> Activity: The records that follow must be repeated exactly as they stand.

> Data extracts:
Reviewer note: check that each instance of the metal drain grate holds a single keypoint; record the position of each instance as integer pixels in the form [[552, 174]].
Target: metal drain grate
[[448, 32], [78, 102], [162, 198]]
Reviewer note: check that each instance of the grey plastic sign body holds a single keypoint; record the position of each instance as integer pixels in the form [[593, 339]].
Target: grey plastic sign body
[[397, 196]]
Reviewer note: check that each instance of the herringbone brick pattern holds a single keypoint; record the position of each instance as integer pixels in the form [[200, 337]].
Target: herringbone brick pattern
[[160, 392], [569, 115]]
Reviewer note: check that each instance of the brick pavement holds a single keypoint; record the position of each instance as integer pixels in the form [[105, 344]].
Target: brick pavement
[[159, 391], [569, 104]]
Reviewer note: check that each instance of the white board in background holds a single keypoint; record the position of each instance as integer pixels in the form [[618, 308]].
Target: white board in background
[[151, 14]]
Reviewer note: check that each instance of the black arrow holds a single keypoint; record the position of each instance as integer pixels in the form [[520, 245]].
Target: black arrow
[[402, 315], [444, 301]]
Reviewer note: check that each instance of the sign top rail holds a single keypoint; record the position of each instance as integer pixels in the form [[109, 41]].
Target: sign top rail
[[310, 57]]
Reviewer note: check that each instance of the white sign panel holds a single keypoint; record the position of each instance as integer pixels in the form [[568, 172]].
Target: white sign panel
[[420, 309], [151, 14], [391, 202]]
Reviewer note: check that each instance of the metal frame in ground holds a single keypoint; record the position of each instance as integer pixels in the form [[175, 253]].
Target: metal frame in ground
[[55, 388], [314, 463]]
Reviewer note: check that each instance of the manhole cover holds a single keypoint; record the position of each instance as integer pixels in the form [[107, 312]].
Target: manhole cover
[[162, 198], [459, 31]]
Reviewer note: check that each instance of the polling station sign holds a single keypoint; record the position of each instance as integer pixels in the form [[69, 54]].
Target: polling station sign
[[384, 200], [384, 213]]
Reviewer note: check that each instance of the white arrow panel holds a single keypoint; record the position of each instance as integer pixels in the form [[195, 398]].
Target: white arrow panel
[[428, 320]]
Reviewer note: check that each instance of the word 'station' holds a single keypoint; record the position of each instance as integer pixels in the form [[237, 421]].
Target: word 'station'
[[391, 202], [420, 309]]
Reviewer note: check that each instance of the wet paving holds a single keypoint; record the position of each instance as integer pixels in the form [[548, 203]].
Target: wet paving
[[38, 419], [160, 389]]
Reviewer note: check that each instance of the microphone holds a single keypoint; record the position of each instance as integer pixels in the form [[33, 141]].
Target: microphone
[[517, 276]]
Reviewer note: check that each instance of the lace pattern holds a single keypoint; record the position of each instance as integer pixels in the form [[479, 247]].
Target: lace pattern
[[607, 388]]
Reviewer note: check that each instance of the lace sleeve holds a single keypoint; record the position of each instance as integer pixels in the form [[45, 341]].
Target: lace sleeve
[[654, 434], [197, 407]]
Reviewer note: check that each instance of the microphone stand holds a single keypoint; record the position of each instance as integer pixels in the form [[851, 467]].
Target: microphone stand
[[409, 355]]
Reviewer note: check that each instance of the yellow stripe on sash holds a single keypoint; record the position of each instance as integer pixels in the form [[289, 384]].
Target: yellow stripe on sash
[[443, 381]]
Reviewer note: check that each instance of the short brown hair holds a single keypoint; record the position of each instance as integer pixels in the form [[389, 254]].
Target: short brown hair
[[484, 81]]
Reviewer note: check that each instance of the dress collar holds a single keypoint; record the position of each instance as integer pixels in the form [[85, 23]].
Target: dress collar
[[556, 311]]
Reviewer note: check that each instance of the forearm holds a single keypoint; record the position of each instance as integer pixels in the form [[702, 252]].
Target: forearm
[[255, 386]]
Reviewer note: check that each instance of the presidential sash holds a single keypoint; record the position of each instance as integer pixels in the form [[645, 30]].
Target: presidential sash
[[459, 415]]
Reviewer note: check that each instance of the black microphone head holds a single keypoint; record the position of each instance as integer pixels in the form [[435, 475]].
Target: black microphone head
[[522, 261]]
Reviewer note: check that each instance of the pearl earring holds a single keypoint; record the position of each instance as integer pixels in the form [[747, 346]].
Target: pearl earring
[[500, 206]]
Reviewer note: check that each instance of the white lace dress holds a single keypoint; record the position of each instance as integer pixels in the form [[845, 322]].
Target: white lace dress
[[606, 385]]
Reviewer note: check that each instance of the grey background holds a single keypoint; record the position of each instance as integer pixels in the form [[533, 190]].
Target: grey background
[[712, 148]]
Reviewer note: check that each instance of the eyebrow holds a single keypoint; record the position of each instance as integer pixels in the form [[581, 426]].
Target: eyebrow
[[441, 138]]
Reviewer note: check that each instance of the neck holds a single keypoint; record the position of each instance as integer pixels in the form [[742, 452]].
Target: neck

> Answer:
Reviewer note: check that each instance of the metal drain grate holds a single keypoint; record the position of each instance as integer pixels in the form [[552, 174]].
Target: metal drain grate
[[448, 32], [78, 102], [162, 198]]
Reviewer note: check that each instance of the grey plastic sign body holds a single keypoint; record the position of each instance as integer pixels in the form [[593, 339]].
Target: grey plastic sign body
[[397, 196]]
Reviewer note: check that each instance of the herringbone brick pattern holds a single keypoint; record the position of each instance as integer pixels in the form [[200, 337]].
Target: herringbone brick pattern
[[160, 392], [569, 115]]
Reviewer note: check that each instance of the brick pavement holds a single keypoint; record the position of each instance as integer pixels in the form [[105, 344]].
Target: brick pavement
[[159, 391], [569, 104]]
Reviewer note: check that each instance of the white board in background holds a single keypoint; record the position of each instance as integer pixels in the form [[618, 308]].
Target: white board in background
[[151, 14]]
Reviewer note: check that each instance of the black arrow holds a single keypoint; record the position of each instance as integer pixels in the form [[520, 245]].
Target: black arrow
[[402, 315], [444, 301]]
Reviewer note: check that each instance of the sign top rail holds a single keypoint; record the position of each instance as integer pixels in the form [[109, 41]].
Target: sign top rail
[[310, 57]]
Reviewer note: check that each instance of the white sign panel holds a single keypoint; record the position of each instance as integer pixels in the form [[568, 172]].
Target: white sign panel
[[420, 309], [151, 14], [391, 202]]
Reviewer note: check that each instance of the metal frame in ground holds a single keypoint; record the position of each instance as integer pixels in the form [[175, 253]].
Target: metal frame in ground
[[55, 388], [314, 463]]
Reviewer note: check that each instance of the manhole cover holds a single keypoint; record the position of each instance as integer pixels in the form [[107, 312]].
Target: manhole cover
[[162, 198], [459, 31]]
Reviewer note: check that each instance of the polling station sign holds a single keypoint; record the position of each instance as integer pixels in the form [[69, 54]].
Target: polling station sign
[[384, 200], [384, 213]]
Reviewer note: check that each instance of the white arrow panel holds a single keypoint; record the position of each instance as integer pixels in the form [[195, 398]].
Target: white arrow panel
[[428, 320]]
Reviewer note: check that each instance of the word 'station' holds a single keypoint; record the position of each instance as integer pixels in the form [[237, 421]].
Target: word 'station'
[[391, 202], [420, 309]]
Reviewer note: check that each instance of the wet paving holds a single keypoint; record the position of each instance as integer pixels in the form [[548, 203]].
Target: wet paving
[[38, 419], [160, 389]]
Reviewer note: check that each instance of the microphone holds a single keypoint; record the position of each instance as integer pixels in the form [[33, 141]].
Target: microphone
[[517, 276]]
Reviewer note: check that each instance of the lace pattern holds a single keypoint; record the position of each instance as integer pixels in the form [[479, 247]].
Target: lace pattern
[[607, 388]]
Reviewer note: check that each instance of the lace sleeve holds a single keypoint; record the position of each instance as integer pixels in the form [[45, 341]].
Target: lace sleeve
[[654, 434], [197, 407]]
Reviewer note: check that each instance of the microphone stand holds a single keypoint; record the position of each instance as integer pixels in the form [[851, 467]].
Target: microphone stand
[[409, 355]]
Reviewer note: check that each instance of the yellow stripe on sash holds a single keypoint; record the position of each instance as integer pixels in the form [[289, 384]].
Target: yellow stripe on sash
[[443, 381]]
Reviewer note: check that each instance of the short brown hair holds a single keypoint; record the position of each instance as integer pixels in the form [[389, 254]].
Target: short brown hair
[[484, 81]]
Reviewer note: check that each instance of the dress collar holds a single keypoint; record the position of each instance as integer pixels in the form [[85, 23]].
Target: dress collar
[[556, 311]]
Reviewer note: check that each instance of the forearm holds a single keypoint; record the position of each instance as integer pixels in the form [[702, 252]].
Target: forearm
[[255, 386]]
Reviewer note: check that each instance of the presidential sash holds a single keypoint; record the position of each instance as integer pixels in the form [[645, 30]].
Target: presidential sash
[[459, 415]]
Reviewer note: check that each instance of the black microphone head holds a single keypoint; record the position of each instance as integer pixels in the form [[435, 475]].
Target: black microphone head
[[522, 261]]
Reviewer note: check that each instance of the pearl earring holds a single keypoint; record the position of each instance as integer pixels in the form [[747, 346]].
Target: pearl earring
[[500, 206]]
Reviewer note: check that each instance of the white lace dress holds a single keypoint; record the position of each instance as integer pixels in the form [[845, 322]].
Target: white lace dress
[[606, 385]]
Reviewer note: check that each instance of the grey background holds a single keypoint; record the position of each instance as integer pixels in the form [[533, 190]].
Target: grey background
[[712, 148]]
Reviewer note: check that each instance of the eyebrow holds a single keypoint; record the position of each instance as integer pixels in the form [[581, 426]].
Target: eyebrow
[[441, 138]]
Reviewer note: check that each instance of the neck holds a single keypoint; record the position of each instance as integer pixels in the form [[742, 452]].
Target: neck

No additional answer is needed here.